-------- Source document

Five Principles

A Human‑First Approach to Addressing Homelessness

A clear, coordinated, and compassionate framework for helping people move from the street into stability, recovery, and
productive lives in Multnomah County.

The Five Principles outline a human‑first, outcomes‑driven approach to addressing homelessness in Multnomah County. They call for unified leadership, coordinated outreach, whole‑person care, evidence‑based prevention, and the protection of our shared public spaces. This framework represents a fundamental shift in how budgets, policies, and programs are structured  replacing fragmented efforts with a single, accountable system that leads with compassion and measurable results.

Theory Of Change

We advocate a human-first approach recognizing that all who are homeless experience trauma, but all have the capacity to change, including, in many cases, supporting themselves without subsidy. This requires a fundamental shift in budgets, policies, and programming.

1. Unified leadership

A single entity with professional leadership to supervise and coordinate all activities addressing homelessness in
Multnomah County, utilizing an integrated methodology and global budget.

2. Outreach

Consistent policies, procedures and data input must be implemented across all outreach efforts. At first contact,
outreach workers should introduce individuals to a Service Coordinator Specialist (SCS) to identify their needs, the services and programs available to them, and to chart a path to recovery.

3. Treat the Whole Person

Both treatment and housing in a comprehensive approach are necessary for success. A list (by name) outlining each client’s needs and tracking their path towards recovery from first outreach through each
later contact, available to and used by all service providers, as a key step toward development of an Individual Recovery Plan. Build a seamless continuum of services to provide detox, mental illness stabilization, physical shelter, transitional
shelter, permanent housing, and employment assistance, matching the individual with the level and type of service they need at each step of recovery without timing gaps between the end of one service and the beginning of the next. Governmental, church or nonprofit organizations should utilize outcome-based contracts to award funding, including metrics that address quality of care, the number served, cost per person, and the path to move individuals to recovery, and they should review each contract annually based on the agreed outcomes to determine whether funding should continue.

----------------

▶ **To do**:
1. Answer these questions using the Five Principles document.
(a) Which county is the framework meant for?
(b) At first contact, who should outreach workers introduce individuals to?
(c) What metrics should outcome-based contracts include?
2. Resume the Five Principles document after its last sentence and carry it on in the same style.

-------- Material

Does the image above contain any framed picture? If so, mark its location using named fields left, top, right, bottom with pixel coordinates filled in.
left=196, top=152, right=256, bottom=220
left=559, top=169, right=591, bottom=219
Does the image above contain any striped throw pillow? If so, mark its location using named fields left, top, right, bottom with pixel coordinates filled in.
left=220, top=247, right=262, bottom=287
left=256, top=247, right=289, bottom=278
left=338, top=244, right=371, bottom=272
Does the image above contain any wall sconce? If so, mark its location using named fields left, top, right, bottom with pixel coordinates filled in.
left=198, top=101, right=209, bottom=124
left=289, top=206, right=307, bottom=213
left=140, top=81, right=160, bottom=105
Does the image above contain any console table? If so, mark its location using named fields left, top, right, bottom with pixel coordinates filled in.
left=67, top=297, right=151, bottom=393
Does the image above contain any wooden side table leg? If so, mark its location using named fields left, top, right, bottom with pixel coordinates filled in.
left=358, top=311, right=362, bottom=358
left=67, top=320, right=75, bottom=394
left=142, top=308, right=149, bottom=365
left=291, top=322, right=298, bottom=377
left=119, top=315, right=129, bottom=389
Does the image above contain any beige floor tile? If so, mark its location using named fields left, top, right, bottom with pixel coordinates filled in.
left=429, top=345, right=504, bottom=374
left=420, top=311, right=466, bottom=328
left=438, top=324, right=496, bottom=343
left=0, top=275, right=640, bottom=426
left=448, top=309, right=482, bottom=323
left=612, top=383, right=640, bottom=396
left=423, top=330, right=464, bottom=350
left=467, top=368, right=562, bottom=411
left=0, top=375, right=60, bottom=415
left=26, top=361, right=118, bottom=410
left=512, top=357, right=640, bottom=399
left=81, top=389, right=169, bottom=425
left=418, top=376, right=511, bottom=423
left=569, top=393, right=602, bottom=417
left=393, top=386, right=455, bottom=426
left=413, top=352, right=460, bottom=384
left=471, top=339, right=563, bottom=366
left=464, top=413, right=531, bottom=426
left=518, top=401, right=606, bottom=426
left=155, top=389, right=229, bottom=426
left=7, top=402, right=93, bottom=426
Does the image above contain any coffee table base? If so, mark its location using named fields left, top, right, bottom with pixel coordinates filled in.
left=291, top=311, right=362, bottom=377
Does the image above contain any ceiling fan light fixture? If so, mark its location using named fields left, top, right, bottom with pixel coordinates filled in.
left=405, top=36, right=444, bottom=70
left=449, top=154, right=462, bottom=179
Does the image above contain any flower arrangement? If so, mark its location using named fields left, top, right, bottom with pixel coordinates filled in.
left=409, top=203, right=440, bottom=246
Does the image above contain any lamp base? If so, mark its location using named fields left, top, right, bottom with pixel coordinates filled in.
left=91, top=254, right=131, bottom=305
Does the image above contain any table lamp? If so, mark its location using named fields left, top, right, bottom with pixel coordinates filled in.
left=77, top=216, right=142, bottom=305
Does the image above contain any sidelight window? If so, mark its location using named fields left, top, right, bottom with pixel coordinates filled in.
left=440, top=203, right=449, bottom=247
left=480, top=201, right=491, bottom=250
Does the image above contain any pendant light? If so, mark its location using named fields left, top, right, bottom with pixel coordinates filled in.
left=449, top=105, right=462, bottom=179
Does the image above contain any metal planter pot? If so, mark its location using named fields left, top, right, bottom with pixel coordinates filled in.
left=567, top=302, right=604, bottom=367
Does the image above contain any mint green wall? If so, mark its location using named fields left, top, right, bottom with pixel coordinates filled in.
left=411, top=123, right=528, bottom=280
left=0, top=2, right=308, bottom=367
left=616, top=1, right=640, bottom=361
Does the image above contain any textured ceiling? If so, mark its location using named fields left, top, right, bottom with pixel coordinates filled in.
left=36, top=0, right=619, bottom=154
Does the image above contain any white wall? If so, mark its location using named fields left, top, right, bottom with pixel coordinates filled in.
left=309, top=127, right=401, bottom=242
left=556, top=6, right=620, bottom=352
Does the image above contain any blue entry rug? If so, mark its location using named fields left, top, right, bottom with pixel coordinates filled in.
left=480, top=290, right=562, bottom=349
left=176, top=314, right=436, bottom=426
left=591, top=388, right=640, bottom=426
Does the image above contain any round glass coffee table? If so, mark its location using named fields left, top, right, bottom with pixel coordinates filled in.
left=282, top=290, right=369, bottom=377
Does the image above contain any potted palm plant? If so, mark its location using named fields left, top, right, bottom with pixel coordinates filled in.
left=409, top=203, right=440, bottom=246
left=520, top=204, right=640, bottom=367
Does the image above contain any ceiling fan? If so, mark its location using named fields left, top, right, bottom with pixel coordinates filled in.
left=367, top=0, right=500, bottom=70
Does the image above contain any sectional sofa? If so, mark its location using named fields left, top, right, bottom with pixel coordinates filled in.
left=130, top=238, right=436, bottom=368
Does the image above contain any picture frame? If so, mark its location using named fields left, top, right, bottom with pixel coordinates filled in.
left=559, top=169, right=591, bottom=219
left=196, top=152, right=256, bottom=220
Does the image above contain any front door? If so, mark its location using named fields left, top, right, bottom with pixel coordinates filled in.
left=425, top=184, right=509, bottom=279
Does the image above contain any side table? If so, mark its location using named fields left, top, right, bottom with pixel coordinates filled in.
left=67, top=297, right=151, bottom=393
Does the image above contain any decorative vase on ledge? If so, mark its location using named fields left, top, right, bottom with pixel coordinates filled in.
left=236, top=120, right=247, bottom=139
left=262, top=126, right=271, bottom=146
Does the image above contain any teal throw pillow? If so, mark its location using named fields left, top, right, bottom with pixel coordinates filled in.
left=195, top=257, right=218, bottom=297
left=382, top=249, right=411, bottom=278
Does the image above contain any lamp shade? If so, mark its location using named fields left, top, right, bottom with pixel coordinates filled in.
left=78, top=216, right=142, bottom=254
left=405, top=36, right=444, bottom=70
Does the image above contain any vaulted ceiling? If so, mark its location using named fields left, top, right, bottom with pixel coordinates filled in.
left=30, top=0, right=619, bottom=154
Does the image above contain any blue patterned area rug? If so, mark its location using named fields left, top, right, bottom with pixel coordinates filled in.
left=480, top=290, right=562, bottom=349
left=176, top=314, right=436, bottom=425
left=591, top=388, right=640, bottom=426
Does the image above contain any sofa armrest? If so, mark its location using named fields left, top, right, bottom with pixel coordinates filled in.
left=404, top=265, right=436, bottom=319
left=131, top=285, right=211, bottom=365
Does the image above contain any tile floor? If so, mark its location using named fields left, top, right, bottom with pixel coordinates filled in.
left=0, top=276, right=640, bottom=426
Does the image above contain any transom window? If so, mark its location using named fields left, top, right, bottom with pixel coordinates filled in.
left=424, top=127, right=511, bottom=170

----------------

▶ **In response**:
1.
(a) Multnomah County.
(b) A Service Coordinator Specialist (SCS).
(c) Quality of care, the number served, cost per person, and the path to move individuals to recovery.

2.
4. Prevent Homelessness from Occurring

Use evidence-based programs to prevent people from falling into homelessness and outcome-based evaluation of such
programs.

5. Protect the Commons

Respectful enforcement of laws against unsanctioned camping, drug and alcohol use, emphasizing deflection, diversion, and mandatory referral to services. Minimize the impact on the general public’s safety and quality of life. Implement court-mandated drug withdrawal programs. Modify civil commitment laws and guidelines to ensure that individuals who are unable to care for themselves are not left untreated on the street. Failure to protect the Commons results in businesses closing and taxpayers moving away, leaving less money for
homeless programs and other government services.

Endorse The Five Principles

The Five Principles offer a clear, coordinated, and compassionate path forward for Multnomah County. Endorsing this
framework signals your support for a system that treats people with dignity, aligns resources under unified leadership,
and ensures accountability for real outcomes.
Join community members, organizations, and leaders who believe Multnomah County can and must do better.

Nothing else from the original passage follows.